Extract start

- Genre: Reality; Sports; Comedy;
- Starring: Bill Murray; Brian Doyle-Murray;
- Opening theme: "The Thing About Baseball" by Bill Murray
- Country of origin: United States
- Original language: English
- No. of seasons: 1
- No. of episodes: 10

Production
- Executive producers: Dub Cornett; Bill Murray; Brian Doyle-Murray;
- Producer: Victoria Lily Shaffer
- Cinematography: Anna Schwaber
- Editor: Jack Alvino
- Running time: 9–11 minutes
- Production company: Oso Studios

Original release
- Network: Facebook Watch
- Release: November 20, 2017 – January 22, 2018

= Bill Murray & Brian Doyle-Murray's Extra Innings =

American reality television series

Bill Murray & Brian Doyle-Murray's Extra Innings is an American reality web series that premiered on November 20, 2017 on Facebook Watch. This show follows actors and brothers Bill Murray and Brian Doyle-Murray as they visit Minor League ballparks across the country, immersing themselves in the local culture and interacting with the different communities. Facebook ordered a ten episode first season of the show which premiered on November 20, 2017 with all subsequent episodes airing on the following Mondays.

Extract end
Data records start

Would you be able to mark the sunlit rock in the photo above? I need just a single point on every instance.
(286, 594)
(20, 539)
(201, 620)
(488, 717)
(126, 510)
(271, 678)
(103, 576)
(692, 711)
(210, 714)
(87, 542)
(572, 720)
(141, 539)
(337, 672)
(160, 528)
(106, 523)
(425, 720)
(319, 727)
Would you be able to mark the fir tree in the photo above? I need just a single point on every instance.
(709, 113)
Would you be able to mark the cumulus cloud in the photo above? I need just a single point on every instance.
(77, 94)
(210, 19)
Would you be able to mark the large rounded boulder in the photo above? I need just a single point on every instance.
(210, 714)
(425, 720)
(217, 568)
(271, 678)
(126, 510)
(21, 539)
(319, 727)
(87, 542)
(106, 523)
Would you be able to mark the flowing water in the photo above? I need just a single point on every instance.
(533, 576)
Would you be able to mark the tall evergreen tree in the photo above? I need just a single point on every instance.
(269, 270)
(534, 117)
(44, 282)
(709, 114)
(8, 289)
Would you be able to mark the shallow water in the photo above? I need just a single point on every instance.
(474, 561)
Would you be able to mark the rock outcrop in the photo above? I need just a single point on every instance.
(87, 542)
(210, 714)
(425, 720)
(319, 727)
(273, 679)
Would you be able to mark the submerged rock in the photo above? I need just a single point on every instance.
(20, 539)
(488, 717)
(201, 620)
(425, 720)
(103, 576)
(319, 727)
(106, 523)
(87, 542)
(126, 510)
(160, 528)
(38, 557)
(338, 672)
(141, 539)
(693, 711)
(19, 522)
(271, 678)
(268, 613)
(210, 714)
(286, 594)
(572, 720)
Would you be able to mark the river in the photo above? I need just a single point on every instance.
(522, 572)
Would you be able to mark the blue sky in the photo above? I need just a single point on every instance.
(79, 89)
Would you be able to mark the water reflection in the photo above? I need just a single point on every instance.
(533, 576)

Data records end
Data records start

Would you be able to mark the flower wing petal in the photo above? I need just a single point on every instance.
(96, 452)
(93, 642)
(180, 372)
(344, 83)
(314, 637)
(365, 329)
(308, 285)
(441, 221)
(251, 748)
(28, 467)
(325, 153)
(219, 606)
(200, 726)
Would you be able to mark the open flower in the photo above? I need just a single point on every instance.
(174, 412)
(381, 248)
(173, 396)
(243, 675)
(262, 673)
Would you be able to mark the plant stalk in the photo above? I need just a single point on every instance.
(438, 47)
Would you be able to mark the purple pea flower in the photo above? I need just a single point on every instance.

Data records end

- **Tasks to carry out**
• A. Rewrite the stretch of the Extra Innings series overview from "Bill Murray & Brian Doyle-Murray's Extra Innings is" through "the following Mondays.", changing "brothers" to "siblings".
• B. Carry on the article about the Extra Innings web series from the point where it ends.

- **Task-by-task answers**
• A.
Bill Murray & Brian Doyle-Murray's Extra Innings is an American reality web series that premiered on November 20, 2017 on Facebook Watch. This show follows actors and siblings Bill Murray and Brian Doyle-Murray as they visit Minor League ballparks across the country, immersing themselves in the local culture and interacting with the different communities. Facebook ordered a ten episode first season of the show which premiered on November 20, 2017 with all subsequent episodes airing on the following Mondays.

• B.
==Production==
===Development===
Bill Murray described the show as “a little something to fill a baseball fan’s off-season hole in the heart.” In the series, the actors will visit minor league baseball teams including the Charleston RiverDogs, St. Paul Saints, Martha's Vineyard Sharks, and Kansas City T-Bones. They also spend time at the MLB Urban Youth Academy and the Negro Leagues Baseball Museum.

The idea for the show sprang from a chance meeting between Doyle-Murray and Oso founder Dub Cornett at a mutual friend’s birthday party. Oso Studios brought the concept to Ricky Van Veen, Facebook’s head of global creative strategy in charge of original entertainment content, who greenlit it immediately. The show was shot over the course of three months during the summer. Cornett took a relatively small crew on the road that included producer Victoria Shaffer, a camera operator, a sound tech and a PA.

===Music===
Murray performs the theme song for the show, "The Thing About Baseball", which he wrote alongside Doyle-Murray and Paul Shaffer.

===Caddyshack===
Murray reprised his role of Carl Spackler from the film Caddyshack in the show's premiere episode.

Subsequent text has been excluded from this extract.